▶ [YOUR ASSIGNMENT]:
Starting at the first entry below, repeat all the data word for word and drop the pictures.

Natural-language object grounding data:
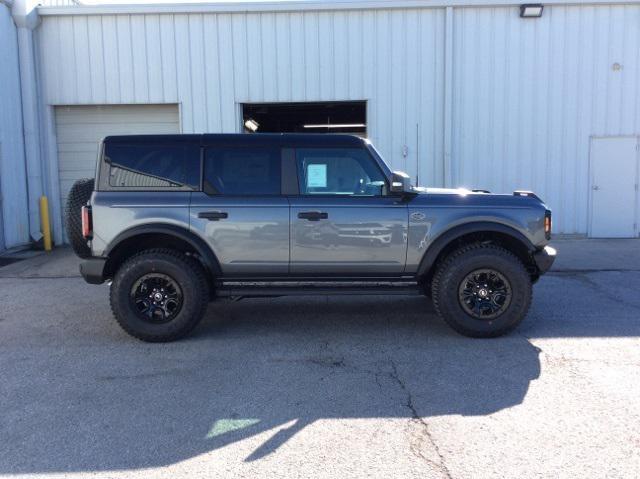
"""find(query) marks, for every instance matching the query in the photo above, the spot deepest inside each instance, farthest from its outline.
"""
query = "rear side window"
(242, 171)
(153, 166)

▶ [ANSWER SECTION]:
"""find(query) marks, for every instance matching the query in the photo above, the spot deepest inside each instance, farthest from its outline.
"""
query = "rear side window"
(242, 171)
(153, 166)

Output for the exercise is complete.